+++ PASSAGE FOR REVIEW

Dankhar Monastery, Spiti Valley

My teacher, Sherab Dakpa, was short and stocky and he claimed to be a Khampa. I did not believe him. He wore pressed cords and starched shirts, he waxed his hair and polished his Ray Ban sunglasses with an immaculate handkerchief. He even used chapstick on his lips. Once, when we walked ten miles over the hills to the Lingti Valley to visit another monastery, he took a small suitcase with wheels. He looked like he was on his way to Heathrow, dragging his elegant luggage through the dust.  How could he be descended from the warriors of Eastern Tibet? He was afraid to get his trousers dirty, and tutted when the dust nuzzled into the cuffs of his shirt. 

Perhaps it was his neurosis that made him a good teacher— disciplined, competent and efficient. He had been trained in Dharamsala and took his first teaching post in Tabo Monastery five years ago, and had left recently under circumstances that were only later revealed to me. The Rinpoche had asked him to teach the monks English and Tibetan, so it seemed obvious that I would take lessons from him. He taught me from schoolbooks they used in the Tibetan Children’s Village Schools, full of stories of Green Dragons and Snow Lions and the universal Tortoise and the Hare. Sentence after sentence was drilled into me: 

Tabo Monastery, Spiti Valley, India

The Tsuglhagkhang is the biggest temple in Lhasa, Milarepa spent fourteen years in a cave, the rooms of the Potala Palace  are uncountable…

Tsering Chophel would appear every few days with his donkey, loaded with supplies of close-up toothpaste, Lux soap, matches, rice and vegetables for the monastery shop. I used to buy boiled sweets from him, and guzzled them down on the walk back to the monastery. We listened to the BBC World Service in the afternoons if the electricity was on. I would sit beside the stove, as Lama Dorje shaped the chapati between his palms and slapped them on the pan to cook, mumbling his prayers as he did. The kitchen was black with soot and so dark you could hardly see who was sitting in the corner. I could see the snow mountains through the window. The glass hung limply in the frame, secured by two thin nails. A gas-lamp lay propped up on the crooked sill and rosary beads hung from the window clasp. There was a piece of a broken mirror, which Sherab would grab in the mornings to groom himself with hair oil and smooth his face with My Fair Lady, an Indian face cream that claimed to bleach the skin. One day, the whole lot fell off the sill as the windows rattled and a crackling BBC voice that told us an earthquake had hit Iran. 

The monks in Dankhar all wore the same blue runners with the brand mark Warrior marked over a white star on the heel. When it was cold, they wore the same green army jackets with a golden star on the shoulder buckle. They had the same red flasks as the Rinpoche had, with a pink rose on the barrel. These were not cheap products that came from the plains, from over the Kunzum pass. These goods were from China, and they came through the Tibetan border over the Shipki  pass. Limited trade was allowed on the Indo-Tibetan border, forty years after the invasion of Tibet. Tibetans no longer came over the Parag pass with their woollen clothes and silk, yak and goats. Spitians no longer bought tea-bricks, turquoise, amber and coral from Lhasa. The cheap blue Warrior runners, the green Chinese army coats and the red tin flasks were all that came from behind the quiet mountains now. No lamas, no yaks, no goats, no visitors could drop in over the passes any more and nobody said too much about what lay over the mountains these days.

++++++
+++ PROVIDED MATERIAL

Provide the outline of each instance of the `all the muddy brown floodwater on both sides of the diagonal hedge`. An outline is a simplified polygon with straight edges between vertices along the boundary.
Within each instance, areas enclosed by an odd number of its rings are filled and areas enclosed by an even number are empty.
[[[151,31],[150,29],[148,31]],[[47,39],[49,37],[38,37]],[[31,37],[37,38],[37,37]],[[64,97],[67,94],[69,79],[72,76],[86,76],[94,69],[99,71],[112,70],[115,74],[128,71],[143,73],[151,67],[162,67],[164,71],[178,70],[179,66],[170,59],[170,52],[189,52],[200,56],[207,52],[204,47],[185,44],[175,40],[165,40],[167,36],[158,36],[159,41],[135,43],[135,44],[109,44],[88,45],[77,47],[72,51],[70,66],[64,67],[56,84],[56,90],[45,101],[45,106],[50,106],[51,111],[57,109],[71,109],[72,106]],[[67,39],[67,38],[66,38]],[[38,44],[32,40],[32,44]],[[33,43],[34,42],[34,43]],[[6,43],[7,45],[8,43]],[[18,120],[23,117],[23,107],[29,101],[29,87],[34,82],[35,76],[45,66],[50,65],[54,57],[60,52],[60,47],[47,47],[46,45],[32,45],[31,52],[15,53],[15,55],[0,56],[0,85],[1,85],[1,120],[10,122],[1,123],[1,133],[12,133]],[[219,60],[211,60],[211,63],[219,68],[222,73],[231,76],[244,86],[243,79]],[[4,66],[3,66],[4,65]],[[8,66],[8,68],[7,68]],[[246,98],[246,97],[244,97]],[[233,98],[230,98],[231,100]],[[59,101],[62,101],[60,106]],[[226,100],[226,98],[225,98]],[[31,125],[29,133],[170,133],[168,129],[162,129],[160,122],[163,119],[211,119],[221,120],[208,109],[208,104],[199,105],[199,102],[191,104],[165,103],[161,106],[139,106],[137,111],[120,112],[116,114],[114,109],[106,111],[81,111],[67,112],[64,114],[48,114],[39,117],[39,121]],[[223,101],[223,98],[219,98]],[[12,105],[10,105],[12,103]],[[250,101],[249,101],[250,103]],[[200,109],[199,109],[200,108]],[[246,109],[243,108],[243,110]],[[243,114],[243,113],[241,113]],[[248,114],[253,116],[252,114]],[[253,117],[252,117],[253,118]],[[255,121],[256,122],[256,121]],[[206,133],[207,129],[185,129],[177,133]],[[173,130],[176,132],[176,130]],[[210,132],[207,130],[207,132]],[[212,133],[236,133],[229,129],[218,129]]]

++++++

● **WHAT TO WORK ON**
Pick up the account of life at Dankhar Monastery in the Spiti Valley after its final sentence and carry it forward by a paragraph or two in the same first-person voice.

● **RESPONSE BELOW**
Spiti Valley

The wind used to blow down the valley, rattling the pane-less windows of my room. The valley of the howling wind, they called it. The electric poles leaned away from it, and the lights would go out in the monastery. Down below, the glow of the village windows would be swallowed into the dark. Power cuts were a fact of life; every house kept a gas lamp on the sill. Someone told me that a woman had had trouble with the switches when electricity first came to the village. She was very hesitant to press it, and when the light came on in the bulb, she thought a man had to run across the field with a candle to make the light appear. When she was given a torch, she stroked it as if it were alive, because she believed a God of light lived inside it. 

Spiti Lady, Dankhar Village

On one of my first evenings in Dankhar, we went to the village to visit one of the families. It was the house of the builder, Tsering Dorje. There was a smell of grain and fresh goat shit and dried dung in the belly of the house where the animals were kept. We stumbled up the wooden stairs in the dark until we were met by a shadow at the end of the corridor, holding a gas lamp. A bottle of Sunny Whiskey was snatched off the shelf when we came in. Guests had arrived. Get the cups and pour it in. The bottle must have been sitting on the shelf for years, waiting for us. The label was peeling off and you could see the dust smudged off where Tsering Dorje had gripped it by the neck.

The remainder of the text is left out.